### GIVEN EXERCISE:
Count the lines in the entries below that contain the word "Trace" with matching case, and give only that number.

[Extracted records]
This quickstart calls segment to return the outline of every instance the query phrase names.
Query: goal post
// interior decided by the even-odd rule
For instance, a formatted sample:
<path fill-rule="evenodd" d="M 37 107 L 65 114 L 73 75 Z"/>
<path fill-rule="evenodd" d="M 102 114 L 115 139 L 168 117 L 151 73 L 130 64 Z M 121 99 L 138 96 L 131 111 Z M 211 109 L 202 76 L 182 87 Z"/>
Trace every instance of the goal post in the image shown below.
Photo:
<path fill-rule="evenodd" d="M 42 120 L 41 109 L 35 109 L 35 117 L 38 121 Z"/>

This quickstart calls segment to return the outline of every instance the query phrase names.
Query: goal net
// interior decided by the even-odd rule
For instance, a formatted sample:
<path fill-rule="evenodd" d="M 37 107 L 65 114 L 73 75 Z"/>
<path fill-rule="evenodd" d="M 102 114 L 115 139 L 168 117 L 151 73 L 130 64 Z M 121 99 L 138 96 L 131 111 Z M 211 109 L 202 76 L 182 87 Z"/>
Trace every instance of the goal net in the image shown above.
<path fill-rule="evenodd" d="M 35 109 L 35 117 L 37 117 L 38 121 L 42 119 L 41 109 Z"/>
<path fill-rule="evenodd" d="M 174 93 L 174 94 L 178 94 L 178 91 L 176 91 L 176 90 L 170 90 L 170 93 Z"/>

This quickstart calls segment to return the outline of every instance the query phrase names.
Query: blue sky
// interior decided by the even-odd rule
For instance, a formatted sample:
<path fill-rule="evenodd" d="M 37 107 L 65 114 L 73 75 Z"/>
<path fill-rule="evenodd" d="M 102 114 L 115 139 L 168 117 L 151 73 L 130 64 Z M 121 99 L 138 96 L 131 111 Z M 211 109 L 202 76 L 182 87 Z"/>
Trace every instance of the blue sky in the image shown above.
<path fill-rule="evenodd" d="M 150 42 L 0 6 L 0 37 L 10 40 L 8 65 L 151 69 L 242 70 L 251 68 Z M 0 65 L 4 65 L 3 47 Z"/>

### ANSWER:
3